» **BRIEF A**
In the records, change "snow surface" to "snowy ground" in the part that opens with the line containing "Could you help me find the bird's beak" and runs through the end of the records. Leave everything else unchanged.

--- Start of QUOTED PASSAGE ---

In [2]:
import os
import warnings
from collections.abc import Callable

import keras
import numpy as np
import plotly
import plotly.express as px
import plotly.graph_objects as go
import polars as pl
import polars.selectors as cs
import tensorflow as tf
from keras.optimizers import Adam
from plotly.subplots import make_subplots
from tensorflow.keras.losses import MSLE, Loss

print("TensorFlow version:", tf.version.VERSION)

plotly.offline.init_notebook_mode(connected=True)  # for nbviewer
plotly.io.templates.default = "plotly_dark"

TensorFlow version: 2.16.2


In [3]:
INPUT_STEPS = 32  # length of input sequences (chosen)
TARGET_STEPS = 16  # length of the target sequences (from competition)

In [4]:
# read the dataframe created in the previous notebook
df = pl.read_csv(os.path.join("input", "df.csv"), try_parse_dates=True)

# cast the categorical columns to `pl.Categorical` (and hide the warning)
with warnings.catch_warnings():
    warnings.simplefilter("ignore")
    df = df.with_columns(
        pl.col("store_nbr").cast(pl.String).cast(pl.Categorical),
        pl.col("family").cast(pl.Categorical),
        pl.col("store_type").cast(pl.Categorical),
        pl.col("store_cluster").cast(pl.String).cast(pl.Categorical),
    )

In [5]:
# drop columns that we will not use
df = df.drop("transactions", "store_type", "store_cluster")

--- End of QUOTED PASSAGE ---

» **BRIEF B**
Write the next lines of the notebook code, picking up right after its final line.

--- Start of DATA SECTION ---

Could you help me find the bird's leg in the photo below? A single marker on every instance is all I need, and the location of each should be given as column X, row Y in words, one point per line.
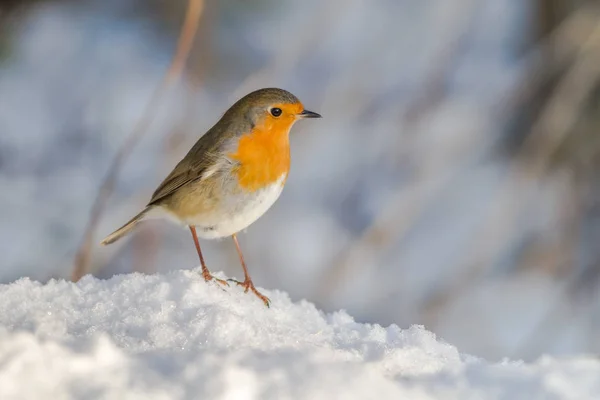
column 205, row 272
column 247, row 284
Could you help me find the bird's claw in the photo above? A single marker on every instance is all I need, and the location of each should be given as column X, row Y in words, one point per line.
column 248, row 285
column 209, row 277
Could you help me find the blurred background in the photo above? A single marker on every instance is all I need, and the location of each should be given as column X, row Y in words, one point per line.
column 451, row 183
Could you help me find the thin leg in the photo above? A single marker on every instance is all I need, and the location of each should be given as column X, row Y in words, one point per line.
column 247, row 284
column 205, row 272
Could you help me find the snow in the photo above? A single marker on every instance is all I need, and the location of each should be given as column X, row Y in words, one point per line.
column 174, row 336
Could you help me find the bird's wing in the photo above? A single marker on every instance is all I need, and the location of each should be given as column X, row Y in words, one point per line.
column 201, row 161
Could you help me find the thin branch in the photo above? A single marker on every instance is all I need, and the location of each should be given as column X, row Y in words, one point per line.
column 184, row 44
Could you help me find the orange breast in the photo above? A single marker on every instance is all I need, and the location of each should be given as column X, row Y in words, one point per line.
column 263, row 154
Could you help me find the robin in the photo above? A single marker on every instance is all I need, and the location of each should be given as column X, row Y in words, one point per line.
column 231, row 176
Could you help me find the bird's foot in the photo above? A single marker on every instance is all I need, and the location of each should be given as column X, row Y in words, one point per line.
column 209, row 277
column 248, row 285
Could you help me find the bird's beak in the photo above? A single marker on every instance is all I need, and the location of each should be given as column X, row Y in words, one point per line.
column 309, row 114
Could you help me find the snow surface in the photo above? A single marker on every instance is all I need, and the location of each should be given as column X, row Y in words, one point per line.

--- End of DATA SECTION ---

» **FINAL RESULT A**
Could you help me find the bird's beak in the photo above? A single marker on every instance is all I need, and the location of each should be given as column X, row Y in words, one point per line.
column 309, row 114
Could you help me find the snowy ground in the photo above? A single marker on every instance is all I need, and the location of each should be given as column X, row Y in words, one point per line.

» **FINAL RESULT B**
In [6]:
df.schema

Schema([('date', Date),
        ('sales', Float64),
        ('onpromotion', Int64),
        ('dcoilwtico', Float64),
        ('sin_wk', Float64),
        ('cos_wk', Float64),
        ('sin_mth', Float64),
        ('cos_mth', Float64),
        ('sin_yr', Float64),
        ('cos_yr', Float64),
        ('store_nbr', Categorical(ordering='physical')),
        ('family', Categorical(ordering='physical'))])

# Prepare the data for training
---

In [7]:
# NOTE Pivot the dataframe to have one "sales" and "onpromotion" column per key
# NOTE There are 1782 = (33 * 54) keys and 8 shared covariates, for a total of
# NOTE 1782 * 2 + 8 = 3572 columns.

pdf = df.pivot(
    on=["store_nbr", "family"],
    index=["date", "dcoilwtico", cs.contains("cos", "sin")],
    values=["sales", "onpromotion"],
)

# store the indices of the "sales" columns and the shared covariates columns
sales_idx = [pdf.get_column_index(col.name) for col in pdf.select(cs.contains("sales"))]
shared_idx = [
    pdf.get_column_index(col.name)
    for col in pdf.select(~cs.contains("sales", "onpromotion"))
]

pdf.shape  # -> [time_steps, features]

(1700, 3572)

## Data splitting and scaling

In [8]:
class DataTensor:
    def __init__(self, pdf: pl.DataFrame, split: tuple[float, float] = (0.7, 0.2)):
        self.data = tf.constant(pdf, dtype=tf.float32)

        train_data, _ = tf.split(self.data, [-1, TARGET_STEPS], axis=0)

        # compute mean and std of training data for normalization
        self.mean = tf.reduce_mean(train_data, axis=0, keepdims=True)
        self.std = tf.math.reduce_std(train_data, axis=0, keepdims=True)
        self.std = tf.where(self.std < 0.1, tf.ones_like(self.std), self.std)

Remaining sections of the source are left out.